On the night of 15 September, Soviet troops broke contact with the Romanian 1st Corps and retreated toward the southeast. On 16 September, the 1st Corps took the heights northwest of Gross-Liebenthal. Romanian troops also occupied the area south of the Sukhoy bank. Over 3,000 Soviet soldiers were captured, but these losses were replaced by the 157th Rifle Division, with a strength of 12,600 troops. Also, 18 Soviet companies were brought in from Novorossiysk. Partisan fighting continued, however, in the city's catacombs.

With the advance of Axis forces into the Soviet Union, STAVKA decided to evacuate the defenders of Odessa. On the night of 14–15 October 1941, the Black Sea Fleet evacuated the garrison to Sevastopol where most of the units were later destroyed in the bitter fighting that took place there during the Defence of Sevastopol. The Black Sea Fleet also managed to evacuate 350,000 soldiers and civilians.[3]

Lyudmila Pavlichenko, the world's best female sniper, took part in the battle. Her first 2 kills were made near Belyayevka using a Mosin–Nagant bolt-action rifle with a P.E. 4-power scope. She recorded 187 confirmed kills during defense of Odessa. Pavlichenko’s total confirmed kills during World War II was 309 (including 36 snipers).

Aftermath[edit]

The operations at Odessa highlighted significant weaknesses in the Romanian Army, leading both military and political leaders in the country to call for a discontinuation of military operations against the Soviet Union.[6] Antonescu ignored such objections, regarding continued participation and eventual victory on the Eastern Front as necessary for the restoration of Romania's territorial integrity.[7]

Casualties suffered during the Siege of Odessa were:

  • Romanian
    • 17,729 dead, 63,345 wounded, and 11,471 missing
  • Soviet
    • 16,578 dead or missing, and 24,690 wounded (Glantz)

• GIVEN ENTRIES
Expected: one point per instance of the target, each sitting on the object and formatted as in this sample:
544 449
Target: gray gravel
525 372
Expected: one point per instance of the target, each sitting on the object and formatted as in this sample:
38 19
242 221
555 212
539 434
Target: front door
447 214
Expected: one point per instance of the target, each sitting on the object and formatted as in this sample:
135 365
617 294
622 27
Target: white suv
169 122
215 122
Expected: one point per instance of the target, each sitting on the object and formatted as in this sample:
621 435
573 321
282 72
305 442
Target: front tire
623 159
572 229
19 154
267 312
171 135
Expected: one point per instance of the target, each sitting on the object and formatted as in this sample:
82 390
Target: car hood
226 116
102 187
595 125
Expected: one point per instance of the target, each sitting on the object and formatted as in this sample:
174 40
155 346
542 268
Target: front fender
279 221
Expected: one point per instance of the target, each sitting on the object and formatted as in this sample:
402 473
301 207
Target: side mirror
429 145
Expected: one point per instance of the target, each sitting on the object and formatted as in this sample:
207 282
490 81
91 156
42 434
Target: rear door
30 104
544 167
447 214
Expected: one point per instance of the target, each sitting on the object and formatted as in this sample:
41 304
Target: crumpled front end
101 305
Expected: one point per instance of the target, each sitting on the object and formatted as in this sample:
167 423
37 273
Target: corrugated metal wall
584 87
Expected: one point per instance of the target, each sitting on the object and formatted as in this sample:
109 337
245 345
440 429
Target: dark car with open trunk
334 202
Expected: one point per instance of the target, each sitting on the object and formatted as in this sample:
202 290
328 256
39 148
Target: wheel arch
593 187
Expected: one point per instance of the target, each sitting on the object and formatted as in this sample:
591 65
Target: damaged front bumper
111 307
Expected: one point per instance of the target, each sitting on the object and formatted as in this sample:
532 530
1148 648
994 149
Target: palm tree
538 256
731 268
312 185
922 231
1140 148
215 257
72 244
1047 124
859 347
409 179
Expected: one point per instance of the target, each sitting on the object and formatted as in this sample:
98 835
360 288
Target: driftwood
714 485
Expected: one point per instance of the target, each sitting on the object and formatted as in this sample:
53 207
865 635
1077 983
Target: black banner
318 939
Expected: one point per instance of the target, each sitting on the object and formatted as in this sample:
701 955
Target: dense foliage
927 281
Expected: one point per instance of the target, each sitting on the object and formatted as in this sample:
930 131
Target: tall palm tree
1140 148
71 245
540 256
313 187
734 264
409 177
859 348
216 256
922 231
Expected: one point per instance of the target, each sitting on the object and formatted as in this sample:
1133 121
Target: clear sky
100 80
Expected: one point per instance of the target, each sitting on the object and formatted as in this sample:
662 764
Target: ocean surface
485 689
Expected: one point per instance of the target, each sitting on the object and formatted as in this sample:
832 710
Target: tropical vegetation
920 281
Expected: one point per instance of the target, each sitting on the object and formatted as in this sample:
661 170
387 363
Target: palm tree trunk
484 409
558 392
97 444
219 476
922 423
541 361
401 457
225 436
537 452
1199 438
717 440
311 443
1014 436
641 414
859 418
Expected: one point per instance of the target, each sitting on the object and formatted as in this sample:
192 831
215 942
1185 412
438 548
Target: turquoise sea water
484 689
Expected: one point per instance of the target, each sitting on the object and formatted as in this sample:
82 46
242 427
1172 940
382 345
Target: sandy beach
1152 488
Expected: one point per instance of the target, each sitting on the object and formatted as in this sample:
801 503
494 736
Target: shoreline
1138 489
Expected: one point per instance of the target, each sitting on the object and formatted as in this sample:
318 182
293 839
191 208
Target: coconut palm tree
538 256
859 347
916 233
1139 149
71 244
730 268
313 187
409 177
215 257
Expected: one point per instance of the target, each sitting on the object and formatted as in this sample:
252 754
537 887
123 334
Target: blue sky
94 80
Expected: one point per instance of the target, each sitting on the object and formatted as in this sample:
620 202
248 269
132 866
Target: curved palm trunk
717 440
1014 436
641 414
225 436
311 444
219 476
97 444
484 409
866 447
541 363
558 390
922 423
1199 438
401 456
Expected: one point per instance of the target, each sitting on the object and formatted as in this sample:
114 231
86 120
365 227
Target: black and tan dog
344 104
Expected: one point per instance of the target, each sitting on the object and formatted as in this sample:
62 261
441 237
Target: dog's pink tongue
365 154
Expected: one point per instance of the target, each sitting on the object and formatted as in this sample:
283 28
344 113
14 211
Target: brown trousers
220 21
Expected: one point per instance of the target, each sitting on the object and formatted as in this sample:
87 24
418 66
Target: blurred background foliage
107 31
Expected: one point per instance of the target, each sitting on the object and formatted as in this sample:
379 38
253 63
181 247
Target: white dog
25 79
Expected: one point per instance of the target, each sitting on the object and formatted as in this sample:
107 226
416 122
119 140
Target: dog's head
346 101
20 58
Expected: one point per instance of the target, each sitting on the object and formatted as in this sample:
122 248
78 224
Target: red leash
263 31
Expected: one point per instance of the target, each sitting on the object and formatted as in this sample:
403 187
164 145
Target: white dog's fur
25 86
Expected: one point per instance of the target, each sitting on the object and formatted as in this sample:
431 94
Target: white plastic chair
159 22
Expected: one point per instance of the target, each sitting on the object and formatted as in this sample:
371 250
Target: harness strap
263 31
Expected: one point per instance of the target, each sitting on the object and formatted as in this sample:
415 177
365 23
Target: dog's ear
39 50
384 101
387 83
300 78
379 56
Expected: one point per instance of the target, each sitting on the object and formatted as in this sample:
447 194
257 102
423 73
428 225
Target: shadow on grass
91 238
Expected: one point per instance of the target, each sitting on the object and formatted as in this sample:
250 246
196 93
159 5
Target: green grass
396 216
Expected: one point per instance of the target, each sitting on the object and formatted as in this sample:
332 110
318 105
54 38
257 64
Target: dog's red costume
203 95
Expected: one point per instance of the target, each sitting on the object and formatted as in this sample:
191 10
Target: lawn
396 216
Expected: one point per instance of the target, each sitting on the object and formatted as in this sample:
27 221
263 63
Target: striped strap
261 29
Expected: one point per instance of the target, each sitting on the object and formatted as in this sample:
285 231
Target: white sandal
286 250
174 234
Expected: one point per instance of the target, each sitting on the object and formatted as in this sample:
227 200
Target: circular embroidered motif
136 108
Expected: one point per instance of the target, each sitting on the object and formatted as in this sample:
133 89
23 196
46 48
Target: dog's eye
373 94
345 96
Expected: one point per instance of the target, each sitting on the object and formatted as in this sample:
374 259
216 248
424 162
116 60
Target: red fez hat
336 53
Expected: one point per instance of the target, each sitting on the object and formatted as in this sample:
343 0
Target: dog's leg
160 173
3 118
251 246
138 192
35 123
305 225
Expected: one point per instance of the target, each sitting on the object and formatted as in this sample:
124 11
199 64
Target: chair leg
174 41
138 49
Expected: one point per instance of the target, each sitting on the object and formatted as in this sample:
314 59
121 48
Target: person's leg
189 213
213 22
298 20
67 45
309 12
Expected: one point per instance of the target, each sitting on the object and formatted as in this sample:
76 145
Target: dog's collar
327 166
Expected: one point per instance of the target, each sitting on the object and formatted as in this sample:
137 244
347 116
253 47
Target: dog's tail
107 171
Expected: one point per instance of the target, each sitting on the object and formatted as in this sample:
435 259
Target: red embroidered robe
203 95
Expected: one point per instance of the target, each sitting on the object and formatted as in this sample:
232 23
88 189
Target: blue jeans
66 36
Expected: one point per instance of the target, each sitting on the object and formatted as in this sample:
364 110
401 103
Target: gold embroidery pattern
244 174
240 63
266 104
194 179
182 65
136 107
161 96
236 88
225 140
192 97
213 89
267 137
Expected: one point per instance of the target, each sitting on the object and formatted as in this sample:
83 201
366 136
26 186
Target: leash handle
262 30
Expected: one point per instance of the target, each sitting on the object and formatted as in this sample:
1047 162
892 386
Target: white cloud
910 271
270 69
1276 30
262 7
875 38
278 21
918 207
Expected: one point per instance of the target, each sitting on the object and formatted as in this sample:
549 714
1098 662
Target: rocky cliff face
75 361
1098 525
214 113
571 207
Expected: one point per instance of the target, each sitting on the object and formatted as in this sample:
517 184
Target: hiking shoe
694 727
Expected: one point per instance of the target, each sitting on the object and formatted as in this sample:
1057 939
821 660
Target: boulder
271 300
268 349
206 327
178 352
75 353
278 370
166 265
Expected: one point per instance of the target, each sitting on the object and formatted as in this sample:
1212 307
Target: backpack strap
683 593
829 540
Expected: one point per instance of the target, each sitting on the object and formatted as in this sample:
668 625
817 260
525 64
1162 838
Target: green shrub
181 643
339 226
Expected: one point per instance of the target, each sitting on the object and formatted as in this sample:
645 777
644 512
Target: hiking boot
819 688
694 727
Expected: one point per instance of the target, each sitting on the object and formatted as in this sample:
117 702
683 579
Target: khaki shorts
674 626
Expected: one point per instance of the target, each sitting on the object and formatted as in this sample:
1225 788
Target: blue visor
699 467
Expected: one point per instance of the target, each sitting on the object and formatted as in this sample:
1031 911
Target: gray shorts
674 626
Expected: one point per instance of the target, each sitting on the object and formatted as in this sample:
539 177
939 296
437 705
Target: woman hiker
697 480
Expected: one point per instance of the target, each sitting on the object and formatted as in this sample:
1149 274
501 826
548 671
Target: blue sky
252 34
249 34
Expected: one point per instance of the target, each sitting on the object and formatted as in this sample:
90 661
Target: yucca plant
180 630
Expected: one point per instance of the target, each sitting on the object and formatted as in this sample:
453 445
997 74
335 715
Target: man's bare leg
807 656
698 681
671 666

• WHAT NEEDS TO BE DONE
Answer these questions from the siege of Odessa passage:
(a) Which Soviet division replaced the soldiers captured in mid-September, and what was its strength?
(b) Where did the Black Sea Fleet take the garrison on the night of 14–15 October 1941?
(c) How many Romanian soldiers are listed as missing?
The entries have no connection to the siege of Odessa passage.

• WRITTEN ANSWER
(a) The 157th Rifle Division, with 12,600 troops.
(b) To Sevastopol.
(c) 11,471.